§ TASK DESCRIPTION
Pick out every line in the data below that contains the word "water" and copy each one. Case matters.

╔══

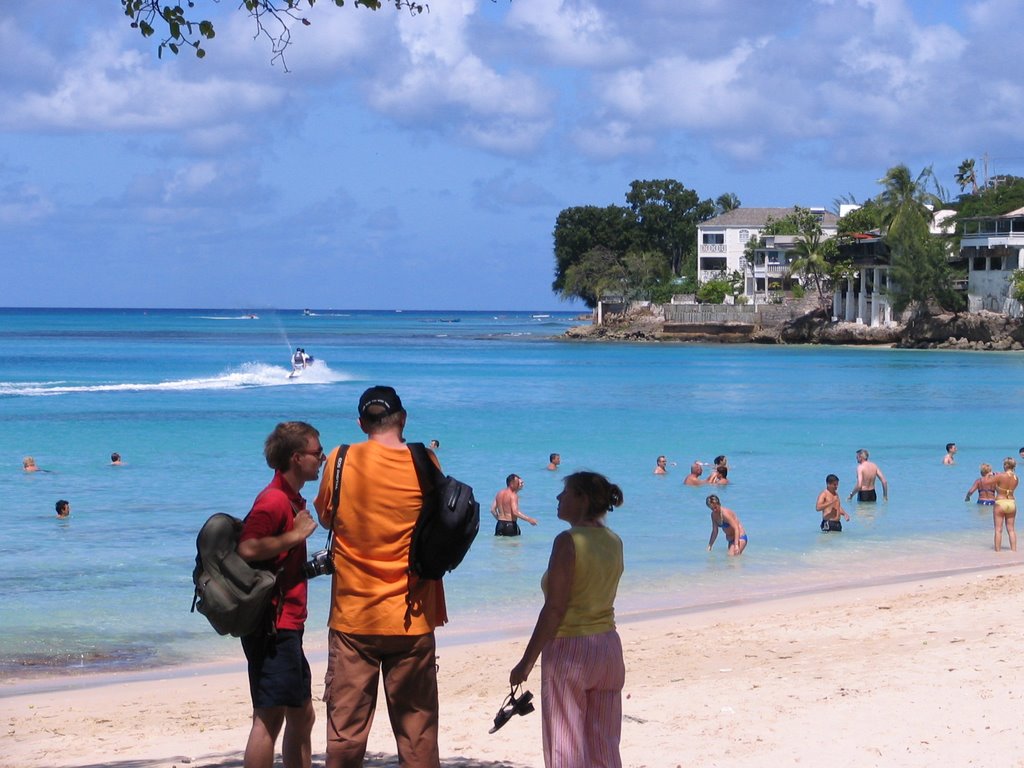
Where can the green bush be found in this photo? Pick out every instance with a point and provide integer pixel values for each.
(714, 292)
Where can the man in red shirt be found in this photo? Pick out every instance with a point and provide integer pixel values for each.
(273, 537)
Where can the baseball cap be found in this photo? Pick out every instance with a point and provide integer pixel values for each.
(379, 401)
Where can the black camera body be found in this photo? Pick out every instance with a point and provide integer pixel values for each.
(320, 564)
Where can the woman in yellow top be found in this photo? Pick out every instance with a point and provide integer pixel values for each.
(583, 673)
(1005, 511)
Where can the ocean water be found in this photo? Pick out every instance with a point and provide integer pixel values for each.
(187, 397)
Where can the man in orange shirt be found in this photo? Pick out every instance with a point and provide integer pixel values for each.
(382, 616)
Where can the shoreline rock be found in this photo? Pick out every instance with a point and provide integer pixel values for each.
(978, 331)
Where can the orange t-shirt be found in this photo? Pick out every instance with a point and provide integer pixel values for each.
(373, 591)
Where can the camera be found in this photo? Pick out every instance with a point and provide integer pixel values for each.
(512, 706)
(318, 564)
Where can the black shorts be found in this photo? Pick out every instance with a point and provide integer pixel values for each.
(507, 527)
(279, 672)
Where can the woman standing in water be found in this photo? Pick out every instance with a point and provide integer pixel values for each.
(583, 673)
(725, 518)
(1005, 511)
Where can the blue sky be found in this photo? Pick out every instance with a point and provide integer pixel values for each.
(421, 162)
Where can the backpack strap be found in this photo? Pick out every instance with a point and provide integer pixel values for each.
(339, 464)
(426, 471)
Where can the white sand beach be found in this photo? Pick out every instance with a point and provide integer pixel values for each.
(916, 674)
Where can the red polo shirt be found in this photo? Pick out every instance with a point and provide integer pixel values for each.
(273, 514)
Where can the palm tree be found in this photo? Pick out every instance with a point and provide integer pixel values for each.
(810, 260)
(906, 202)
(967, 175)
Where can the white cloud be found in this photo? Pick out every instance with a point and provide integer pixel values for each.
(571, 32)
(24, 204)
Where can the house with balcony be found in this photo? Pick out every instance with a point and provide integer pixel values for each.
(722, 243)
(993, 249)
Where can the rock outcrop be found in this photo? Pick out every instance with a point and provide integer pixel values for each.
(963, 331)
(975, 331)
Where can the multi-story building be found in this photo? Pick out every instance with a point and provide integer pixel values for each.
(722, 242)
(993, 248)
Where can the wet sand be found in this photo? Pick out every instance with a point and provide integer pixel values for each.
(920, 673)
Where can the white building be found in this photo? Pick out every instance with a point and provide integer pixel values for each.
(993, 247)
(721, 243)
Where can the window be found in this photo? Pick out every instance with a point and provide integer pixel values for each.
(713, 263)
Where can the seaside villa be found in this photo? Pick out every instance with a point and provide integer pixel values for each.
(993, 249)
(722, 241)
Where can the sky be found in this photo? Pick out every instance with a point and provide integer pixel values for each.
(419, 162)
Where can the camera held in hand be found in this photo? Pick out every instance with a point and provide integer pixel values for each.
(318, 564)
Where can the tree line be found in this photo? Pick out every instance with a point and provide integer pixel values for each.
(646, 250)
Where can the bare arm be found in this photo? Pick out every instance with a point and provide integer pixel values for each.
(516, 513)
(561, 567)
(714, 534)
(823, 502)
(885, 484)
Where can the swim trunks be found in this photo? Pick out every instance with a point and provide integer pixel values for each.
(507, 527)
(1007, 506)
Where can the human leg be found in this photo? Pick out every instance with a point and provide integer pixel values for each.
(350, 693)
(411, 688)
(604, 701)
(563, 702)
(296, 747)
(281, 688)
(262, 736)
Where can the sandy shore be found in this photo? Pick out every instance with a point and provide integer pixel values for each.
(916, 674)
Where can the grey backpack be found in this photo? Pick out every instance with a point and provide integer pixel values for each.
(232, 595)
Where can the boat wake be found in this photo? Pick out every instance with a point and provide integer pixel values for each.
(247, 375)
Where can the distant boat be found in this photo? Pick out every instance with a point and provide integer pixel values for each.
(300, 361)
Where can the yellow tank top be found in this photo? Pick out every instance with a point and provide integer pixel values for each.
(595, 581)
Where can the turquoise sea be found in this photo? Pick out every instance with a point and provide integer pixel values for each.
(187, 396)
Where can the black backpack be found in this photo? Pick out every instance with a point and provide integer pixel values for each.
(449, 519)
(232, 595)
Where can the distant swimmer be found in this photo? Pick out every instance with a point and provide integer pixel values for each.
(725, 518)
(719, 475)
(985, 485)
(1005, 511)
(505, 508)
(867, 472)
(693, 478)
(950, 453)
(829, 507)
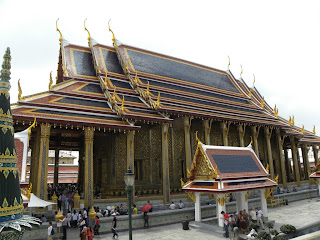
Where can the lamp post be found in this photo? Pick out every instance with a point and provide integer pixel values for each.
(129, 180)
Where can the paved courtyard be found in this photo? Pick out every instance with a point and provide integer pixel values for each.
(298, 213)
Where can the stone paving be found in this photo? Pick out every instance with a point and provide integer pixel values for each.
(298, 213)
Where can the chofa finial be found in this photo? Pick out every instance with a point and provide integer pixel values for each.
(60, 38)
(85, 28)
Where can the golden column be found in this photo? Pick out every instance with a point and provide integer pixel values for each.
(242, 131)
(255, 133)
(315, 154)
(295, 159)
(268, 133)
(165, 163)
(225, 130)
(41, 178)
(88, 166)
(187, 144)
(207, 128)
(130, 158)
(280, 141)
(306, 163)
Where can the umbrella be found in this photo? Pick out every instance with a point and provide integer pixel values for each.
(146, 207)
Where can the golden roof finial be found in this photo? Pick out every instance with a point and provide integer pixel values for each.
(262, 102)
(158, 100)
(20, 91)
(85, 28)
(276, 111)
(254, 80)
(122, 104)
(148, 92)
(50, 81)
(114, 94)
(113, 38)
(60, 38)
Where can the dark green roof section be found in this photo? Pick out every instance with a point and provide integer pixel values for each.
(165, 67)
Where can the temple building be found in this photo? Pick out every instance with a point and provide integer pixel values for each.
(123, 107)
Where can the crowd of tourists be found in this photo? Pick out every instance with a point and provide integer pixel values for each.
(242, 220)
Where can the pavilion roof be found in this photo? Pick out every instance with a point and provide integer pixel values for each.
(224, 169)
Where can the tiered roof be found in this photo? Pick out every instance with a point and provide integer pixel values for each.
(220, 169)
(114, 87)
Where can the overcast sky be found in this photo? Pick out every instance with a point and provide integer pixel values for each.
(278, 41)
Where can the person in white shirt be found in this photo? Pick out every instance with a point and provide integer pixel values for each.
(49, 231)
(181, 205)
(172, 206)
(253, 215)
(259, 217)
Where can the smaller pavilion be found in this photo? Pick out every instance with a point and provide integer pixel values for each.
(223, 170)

╚══
╔══

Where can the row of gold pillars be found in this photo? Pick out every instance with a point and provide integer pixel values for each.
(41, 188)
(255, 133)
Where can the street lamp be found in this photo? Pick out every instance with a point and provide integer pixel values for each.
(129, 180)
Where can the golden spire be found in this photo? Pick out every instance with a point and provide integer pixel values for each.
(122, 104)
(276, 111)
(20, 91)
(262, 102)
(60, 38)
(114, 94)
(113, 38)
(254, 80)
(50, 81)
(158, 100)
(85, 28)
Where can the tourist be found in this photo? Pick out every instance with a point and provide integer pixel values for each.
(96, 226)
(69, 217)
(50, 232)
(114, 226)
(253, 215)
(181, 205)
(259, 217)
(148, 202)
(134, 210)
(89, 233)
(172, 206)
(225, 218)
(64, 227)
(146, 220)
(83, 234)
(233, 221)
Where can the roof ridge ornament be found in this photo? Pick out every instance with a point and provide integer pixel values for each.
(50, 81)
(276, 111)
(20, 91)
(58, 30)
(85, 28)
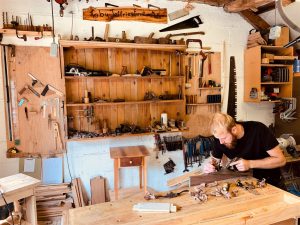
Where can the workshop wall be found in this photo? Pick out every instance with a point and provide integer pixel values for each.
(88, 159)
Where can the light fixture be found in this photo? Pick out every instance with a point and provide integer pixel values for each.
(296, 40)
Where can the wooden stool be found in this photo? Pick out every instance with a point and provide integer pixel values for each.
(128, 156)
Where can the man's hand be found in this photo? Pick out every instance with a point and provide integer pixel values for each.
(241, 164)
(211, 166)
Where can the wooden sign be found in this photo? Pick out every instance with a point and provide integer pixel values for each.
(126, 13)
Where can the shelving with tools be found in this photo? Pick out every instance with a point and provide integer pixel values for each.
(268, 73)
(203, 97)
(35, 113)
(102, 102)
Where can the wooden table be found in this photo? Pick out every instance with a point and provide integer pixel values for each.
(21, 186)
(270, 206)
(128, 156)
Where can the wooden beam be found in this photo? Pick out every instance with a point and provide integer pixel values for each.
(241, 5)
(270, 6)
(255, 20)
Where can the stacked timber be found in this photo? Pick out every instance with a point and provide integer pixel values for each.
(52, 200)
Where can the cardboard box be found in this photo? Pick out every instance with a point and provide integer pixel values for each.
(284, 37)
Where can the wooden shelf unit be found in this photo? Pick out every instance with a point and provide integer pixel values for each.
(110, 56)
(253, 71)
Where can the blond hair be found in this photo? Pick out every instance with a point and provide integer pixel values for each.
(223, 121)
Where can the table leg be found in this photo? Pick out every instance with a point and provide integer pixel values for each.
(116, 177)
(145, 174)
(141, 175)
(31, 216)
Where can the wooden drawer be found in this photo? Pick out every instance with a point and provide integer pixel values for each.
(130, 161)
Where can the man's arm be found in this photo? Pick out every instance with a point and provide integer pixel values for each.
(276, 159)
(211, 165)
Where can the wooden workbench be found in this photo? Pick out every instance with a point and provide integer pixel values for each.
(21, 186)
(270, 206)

╚══
╔══

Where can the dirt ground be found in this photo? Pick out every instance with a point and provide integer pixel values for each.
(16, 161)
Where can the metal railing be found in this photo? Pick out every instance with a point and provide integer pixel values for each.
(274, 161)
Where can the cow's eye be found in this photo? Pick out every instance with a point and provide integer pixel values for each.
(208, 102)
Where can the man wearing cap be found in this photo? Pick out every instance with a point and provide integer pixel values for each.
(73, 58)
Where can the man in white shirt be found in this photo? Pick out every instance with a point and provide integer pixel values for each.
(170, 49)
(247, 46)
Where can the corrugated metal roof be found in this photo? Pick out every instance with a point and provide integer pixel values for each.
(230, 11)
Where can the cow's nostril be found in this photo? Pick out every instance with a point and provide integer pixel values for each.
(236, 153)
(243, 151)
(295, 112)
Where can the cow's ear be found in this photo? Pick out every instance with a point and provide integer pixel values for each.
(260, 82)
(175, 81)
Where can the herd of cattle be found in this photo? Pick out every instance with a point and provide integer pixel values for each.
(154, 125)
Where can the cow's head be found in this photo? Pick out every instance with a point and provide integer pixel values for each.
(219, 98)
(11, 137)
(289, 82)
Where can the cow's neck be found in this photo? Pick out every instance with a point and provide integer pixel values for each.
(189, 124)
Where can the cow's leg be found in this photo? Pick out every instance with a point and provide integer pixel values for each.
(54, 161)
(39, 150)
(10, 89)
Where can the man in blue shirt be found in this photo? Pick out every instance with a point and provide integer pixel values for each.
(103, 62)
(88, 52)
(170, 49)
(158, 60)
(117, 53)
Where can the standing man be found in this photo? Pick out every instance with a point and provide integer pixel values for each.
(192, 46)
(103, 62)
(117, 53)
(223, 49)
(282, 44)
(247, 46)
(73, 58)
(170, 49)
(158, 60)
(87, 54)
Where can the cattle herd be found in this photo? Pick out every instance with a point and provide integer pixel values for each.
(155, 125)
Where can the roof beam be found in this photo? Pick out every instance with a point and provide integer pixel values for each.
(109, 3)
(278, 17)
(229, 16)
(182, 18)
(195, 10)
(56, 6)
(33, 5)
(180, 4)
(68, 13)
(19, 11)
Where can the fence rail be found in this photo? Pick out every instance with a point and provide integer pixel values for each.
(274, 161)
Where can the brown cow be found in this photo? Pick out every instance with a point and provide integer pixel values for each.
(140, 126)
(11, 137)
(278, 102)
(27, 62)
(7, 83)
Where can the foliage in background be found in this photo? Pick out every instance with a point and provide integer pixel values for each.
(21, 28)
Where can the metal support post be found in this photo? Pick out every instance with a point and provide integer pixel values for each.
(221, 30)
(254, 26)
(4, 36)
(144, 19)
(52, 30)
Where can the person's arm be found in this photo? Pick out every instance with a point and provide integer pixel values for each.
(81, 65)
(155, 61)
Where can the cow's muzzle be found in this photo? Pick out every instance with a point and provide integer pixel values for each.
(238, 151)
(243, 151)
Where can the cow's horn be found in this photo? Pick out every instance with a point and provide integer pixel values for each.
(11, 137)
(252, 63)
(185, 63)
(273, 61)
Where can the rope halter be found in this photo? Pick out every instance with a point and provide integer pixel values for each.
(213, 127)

╚══

§ TASK ANSWER
Where can the ocean water be found in this photo? Pick out every instance with a point and provide integer pixel values for each.
Where can the woman standing in water be found in this photo? Pick out every instance with a point and provide integer pixel values for each.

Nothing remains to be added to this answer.